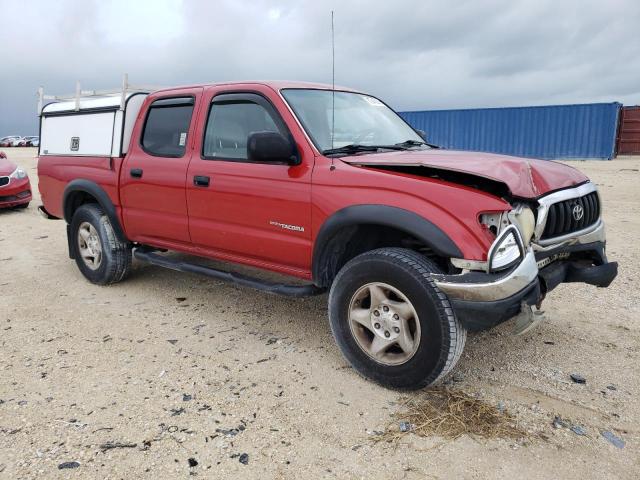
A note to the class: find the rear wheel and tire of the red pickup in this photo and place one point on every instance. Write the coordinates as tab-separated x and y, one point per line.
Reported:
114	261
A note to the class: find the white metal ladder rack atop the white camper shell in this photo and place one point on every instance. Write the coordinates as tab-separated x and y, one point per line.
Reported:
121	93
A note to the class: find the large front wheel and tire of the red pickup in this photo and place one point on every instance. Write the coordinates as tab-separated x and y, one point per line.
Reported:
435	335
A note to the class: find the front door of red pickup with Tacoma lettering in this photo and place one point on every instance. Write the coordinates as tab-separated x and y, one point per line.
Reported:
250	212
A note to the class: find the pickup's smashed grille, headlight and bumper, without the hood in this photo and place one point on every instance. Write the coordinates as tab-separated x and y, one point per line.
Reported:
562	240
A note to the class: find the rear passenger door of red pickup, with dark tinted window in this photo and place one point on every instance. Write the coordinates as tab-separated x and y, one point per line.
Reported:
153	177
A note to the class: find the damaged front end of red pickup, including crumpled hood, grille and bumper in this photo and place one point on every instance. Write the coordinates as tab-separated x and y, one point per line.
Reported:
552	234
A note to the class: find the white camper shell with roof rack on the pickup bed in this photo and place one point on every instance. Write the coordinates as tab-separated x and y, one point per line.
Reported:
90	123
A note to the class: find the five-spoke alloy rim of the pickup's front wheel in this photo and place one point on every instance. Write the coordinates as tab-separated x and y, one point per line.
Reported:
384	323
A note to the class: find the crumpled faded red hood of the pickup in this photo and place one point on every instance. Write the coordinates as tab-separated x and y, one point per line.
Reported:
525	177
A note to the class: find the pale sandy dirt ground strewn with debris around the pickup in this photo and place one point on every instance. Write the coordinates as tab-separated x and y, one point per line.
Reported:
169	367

* * *

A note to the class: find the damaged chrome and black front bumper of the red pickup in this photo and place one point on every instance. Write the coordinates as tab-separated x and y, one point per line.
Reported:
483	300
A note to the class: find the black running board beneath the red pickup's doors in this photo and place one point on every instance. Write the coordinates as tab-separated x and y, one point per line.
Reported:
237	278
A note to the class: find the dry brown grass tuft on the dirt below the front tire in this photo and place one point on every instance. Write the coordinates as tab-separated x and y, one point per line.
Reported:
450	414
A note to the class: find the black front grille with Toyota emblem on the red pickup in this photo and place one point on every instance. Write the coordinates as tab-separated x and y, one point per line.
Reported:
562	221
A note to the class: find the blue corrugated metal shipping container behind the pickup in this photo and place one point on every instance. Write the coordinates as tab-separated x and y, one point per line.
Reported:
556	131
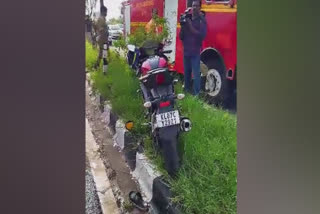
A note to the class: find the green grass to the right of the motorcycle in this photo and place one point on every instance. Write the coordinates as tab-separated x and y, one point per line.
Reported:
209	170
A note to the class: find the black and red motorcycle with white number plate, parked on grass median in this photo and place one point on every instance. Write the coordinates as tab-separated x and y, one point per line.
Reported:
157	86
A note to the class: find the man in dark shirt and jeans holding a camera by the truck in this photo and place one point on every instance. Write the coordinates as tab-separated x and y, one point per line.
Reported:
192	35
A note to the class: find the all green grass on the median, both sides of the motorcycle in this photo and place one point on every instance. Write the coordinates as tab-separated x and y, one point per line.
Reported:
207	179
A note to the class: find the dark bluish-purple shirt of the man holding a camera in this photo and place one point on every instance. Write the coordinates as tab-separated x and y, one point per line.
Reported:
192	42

→ **About this task**
Copy the records above exactly, beginning at the line that contains "A note to the class: find the rear wheel" and stopping after the line that contains "A note to the class: find the large".

→ **Response area**
A note to the class: find the rear wheel and tire of the red pickup in this photo and place one point on every instance. Write the coordinates as tab-separated x and y, one point per line.
Reported:
114	261
A note to the class: find the white metal ladder rack atop the white camper shell in this photo and place one point on every instance. Write the coordinates as tab-separated x and y, one point per line.
Reported:
121	93
A note to the class: find the large front wheel and tire of the red pickup in this photo and place one point on every instance. Write the coordinates as tab-separated x and y, one point per line.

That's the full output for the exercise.